Data items:
+===+

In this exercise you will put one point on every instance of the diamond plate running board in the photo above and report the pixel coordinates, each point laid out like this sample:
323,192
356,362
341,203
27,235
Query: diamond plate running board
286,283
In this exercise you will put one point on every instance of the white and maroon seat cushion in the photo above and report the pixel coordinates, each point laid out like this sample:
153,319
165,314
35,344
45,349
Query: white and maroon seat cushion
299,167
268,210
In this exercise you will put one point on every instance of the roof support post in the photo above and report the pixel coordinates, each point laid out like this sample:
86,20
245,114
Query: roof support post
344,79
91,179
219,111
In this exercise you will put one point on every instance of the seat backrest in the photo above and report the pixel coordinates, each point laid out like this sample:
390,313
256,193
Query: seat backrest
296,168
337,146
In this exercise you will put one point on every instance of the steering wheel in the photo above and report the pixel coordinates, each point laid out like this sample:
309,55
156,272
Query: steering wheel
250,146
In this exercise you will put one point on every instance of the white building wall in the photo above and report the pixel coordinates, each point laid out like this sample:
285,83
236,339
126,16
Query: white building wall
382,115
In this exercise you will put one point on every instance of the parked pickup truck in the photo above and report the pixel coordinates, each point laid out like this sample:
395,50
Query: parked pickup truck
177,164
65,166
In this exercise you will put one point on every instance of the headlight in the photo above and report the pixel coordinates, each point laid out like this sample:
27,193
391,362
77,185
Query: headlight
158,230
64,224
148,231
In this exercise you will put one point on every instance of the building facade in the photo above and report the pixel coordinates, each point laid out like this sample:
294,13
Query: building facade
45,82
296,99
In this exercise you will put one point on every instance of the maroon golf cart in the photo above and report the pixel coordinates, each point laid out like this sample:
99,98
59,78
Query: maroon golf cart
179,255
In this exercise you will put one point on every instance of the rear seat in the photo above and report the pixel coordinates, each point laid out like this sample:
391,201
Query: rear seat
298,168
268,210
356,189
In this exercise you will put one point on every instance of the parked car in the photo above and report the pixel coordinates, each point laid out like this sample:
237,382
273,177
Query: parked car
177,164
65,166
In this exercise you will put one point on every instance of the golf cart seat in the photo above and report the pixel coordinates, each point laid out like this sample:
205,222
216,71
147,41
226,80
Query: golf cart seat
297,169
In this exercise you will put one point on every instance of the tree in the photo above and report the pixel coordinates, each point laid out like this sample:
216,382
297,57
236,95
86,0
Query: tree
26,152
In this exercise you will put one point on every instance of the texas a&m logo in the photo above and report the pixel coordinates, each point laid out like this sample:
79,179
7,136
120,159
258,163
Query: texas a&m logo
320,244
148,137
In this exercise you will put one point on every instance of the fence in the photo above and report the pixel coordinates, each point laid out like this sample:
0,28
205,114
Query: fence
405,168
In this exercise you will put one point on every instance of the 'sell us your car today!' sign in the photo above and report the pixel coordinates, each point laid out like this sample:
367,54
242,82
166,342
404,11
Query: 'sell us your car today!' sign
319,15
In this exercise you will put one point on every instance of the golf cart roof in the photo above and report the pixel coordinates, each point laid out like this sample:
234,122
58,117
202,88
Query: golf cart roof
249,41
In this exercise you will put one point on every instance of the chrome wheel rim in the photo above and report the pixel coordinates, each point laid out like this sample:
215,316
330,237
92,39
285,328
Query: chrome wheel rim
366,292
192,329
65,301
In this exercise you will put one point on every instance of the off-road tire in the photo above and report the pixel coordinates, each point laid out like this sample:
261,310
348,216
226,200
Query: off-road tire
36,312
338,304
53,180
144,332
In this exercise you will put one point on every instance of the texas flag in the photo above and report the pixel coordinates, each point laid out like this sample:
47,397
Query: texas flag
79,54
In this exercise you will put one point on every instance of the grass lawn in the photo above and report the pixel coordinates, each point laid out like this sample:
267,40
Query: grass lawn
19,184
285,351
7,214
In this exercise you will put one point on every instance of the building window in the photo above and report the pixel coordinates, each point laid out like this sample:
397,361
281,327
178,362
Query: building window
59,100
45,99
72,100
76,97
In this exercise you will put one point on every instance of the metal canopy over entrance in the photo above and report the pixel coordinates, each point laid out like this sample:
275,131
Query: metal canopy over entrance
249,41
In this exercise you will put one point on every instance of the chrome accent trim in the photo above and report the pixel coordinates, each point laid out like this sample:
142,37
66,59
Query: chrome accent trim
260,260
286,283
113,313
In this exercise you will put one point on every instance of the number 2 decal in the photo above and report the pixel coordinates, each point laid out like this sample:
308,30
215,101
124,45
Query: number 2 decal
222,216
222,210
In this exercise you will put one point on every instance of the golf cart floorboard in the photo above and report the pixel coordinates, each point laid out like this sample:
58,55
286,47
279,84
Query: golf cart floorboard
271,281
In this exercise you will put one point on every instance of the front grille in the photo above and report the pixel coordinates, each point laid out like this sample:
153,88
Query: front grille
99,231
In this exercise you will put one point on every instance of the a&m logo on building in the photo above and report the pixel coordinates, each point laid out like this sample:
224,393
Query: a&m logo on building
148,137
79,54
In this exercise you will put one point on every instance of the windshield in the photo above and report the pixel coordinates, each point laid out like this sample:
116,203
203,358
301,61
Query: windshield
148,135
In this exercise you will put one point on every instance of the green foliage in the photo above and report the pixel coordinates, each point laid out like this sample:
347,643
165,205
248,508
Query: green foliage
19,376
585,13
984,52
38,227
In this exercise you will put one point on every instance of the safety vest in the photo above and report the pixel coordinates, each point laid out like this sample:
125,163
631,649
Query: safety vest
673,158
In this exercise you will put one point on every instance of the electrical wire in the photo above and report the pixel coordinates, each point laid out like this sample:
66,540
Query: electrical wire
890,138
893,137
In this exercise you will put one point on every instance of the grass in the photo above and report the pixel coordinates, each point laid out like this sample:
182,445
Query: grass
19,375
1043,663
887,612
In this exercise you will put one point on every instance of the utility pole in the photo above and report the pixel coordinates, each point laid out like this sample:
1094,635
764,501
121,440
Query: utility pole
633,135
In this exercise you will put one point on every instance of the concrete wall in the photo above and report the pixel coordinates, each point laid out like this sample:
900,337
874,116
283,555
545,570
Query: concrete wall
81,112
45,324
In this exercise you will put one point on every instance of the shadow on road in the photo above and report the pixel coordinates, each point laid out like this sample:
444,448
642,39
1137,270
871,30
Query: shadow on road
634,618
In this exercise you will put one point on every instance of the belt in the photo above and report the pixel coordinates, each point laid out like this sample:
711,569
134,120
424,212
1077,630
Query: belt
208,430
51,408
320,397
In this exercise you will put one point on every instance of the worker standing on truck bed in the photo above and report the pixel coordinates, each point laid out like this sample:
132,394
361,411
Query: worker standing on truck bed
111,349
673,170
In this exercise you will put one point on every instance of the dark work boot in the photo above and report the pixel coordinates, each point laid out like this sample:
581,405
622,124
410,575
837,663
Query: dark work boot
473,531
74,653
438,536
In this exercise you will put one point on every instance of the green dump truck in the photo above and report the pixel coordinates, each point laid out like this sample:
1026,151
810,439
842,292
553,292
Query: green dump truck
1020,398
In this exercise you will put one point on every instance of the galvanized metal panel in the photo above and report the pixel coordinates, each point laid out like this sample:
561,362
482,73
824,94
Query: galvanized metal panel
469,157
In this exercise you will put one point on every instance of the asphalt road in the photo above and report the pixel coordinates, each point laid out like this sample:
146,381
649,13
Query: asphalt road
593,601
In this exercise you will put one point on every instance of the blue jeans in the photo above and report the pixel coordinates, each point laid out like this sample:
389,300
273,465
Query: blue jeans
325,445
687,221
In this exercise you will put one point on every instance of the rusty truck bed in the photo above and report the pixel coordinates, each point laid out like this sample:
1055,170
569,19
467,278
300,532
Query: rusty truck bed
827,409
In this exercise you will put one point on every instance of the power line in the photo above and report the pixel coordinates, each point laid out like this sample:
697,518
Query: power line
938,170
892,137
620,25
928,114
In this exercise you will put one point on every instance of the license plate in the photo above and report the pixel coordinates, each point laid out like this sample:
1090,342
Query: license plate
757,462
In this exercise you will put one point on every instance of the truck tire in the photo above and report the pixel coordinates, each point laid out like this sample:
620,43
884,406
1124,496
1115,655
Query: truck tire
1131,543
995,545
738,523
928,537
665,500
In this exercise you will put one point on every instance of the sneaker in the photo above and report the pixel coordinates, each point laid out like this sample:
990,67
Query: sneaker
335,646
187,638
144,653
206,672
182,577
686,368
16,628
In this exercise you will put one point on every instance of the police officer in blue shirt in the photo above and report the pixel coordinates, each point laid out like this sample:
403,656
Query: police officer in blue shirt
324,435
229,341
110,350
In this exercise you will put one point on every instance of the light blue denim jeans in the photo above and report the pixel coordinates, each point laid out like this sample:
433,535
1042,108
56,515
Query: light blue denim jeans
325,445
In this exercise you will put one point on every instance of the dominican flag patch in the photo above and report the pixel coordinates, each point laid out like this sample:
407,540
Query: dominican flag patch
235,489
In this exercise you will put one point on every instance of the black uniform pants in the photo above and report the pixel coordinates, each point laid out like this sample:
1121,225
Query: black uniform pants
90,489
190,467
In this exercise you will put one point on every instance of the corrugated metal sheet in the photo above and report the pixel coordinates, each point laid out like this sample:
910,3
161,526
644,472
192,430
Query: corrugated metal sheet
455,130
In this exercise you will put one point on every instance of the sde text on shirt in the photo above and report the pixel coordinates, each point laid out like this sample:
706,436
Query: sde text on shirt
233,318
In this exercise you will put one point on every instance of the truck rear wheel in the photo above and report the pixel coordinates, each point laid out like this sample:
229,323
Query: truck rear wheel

+===+

• Exercise
Return only what runs from the line containing "of the black" to the last line of the records above, both ends included, exactly as written.

• Written answer
In this exercise you will put one point on every instance of the black uniform pants in the photo above and report the pixel coordinates, each point laid out like this sample:
1121,225
Query: black uniform pants
90,489
190,467
In this exercise you will put one point on every instance of the corrugated metal sheet in the photo above and report the pixel coordinates, each point laid out like this sample:
910,3
161,526
644,472
192,430
Query: corrugated metal sheet
455,130
In this exercise you will put one point on every instance of the sde text on shirt in the photo above and report the pixel coordinates, each point laid out like this sample:
706,436
Query: sde text on shirt
233,318
In this exercise you will put one point on every instance of the truck rear wheel in the photo above and report the pixel coordinates, each point laid out like this sample:
229,323
Query: truck rear wheel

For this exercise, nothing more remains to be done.